Task description> From the first line to the last, restate the data exactly, leaving out the images.

Records from a data source
Content starts

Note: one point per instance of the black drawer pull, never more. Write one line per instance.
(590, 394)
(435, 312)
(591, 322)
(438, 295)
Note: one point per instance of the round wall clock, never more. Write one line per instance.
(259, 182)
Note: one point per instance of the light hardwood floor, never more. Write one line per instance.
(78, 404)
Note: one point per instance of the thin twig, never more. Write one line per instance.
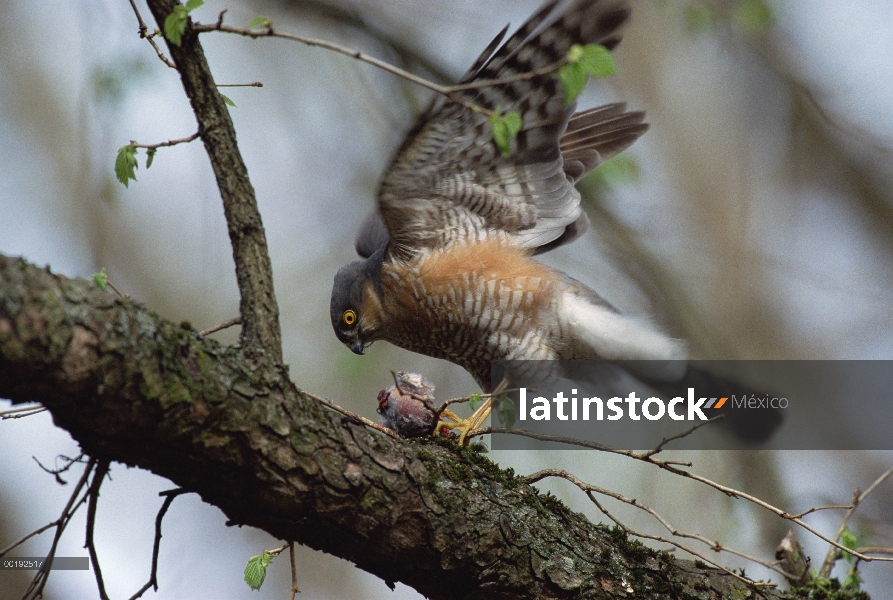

Content ends

Solved problem>
Note: one point per instance of the black drawer pull, never more. Write one line per instance.
(590, 394)
(435, 312)
(591, 322)
(438, 295)
Note: one point per instance of the round wall clock, never more. Write one line per instance.
(259, 182)
Note: one point per instance of the light hardwood floor, never more. Write one line per instance.
(78, 404)
Note: one point per instance of the thin twig, never more. Write one line per instance.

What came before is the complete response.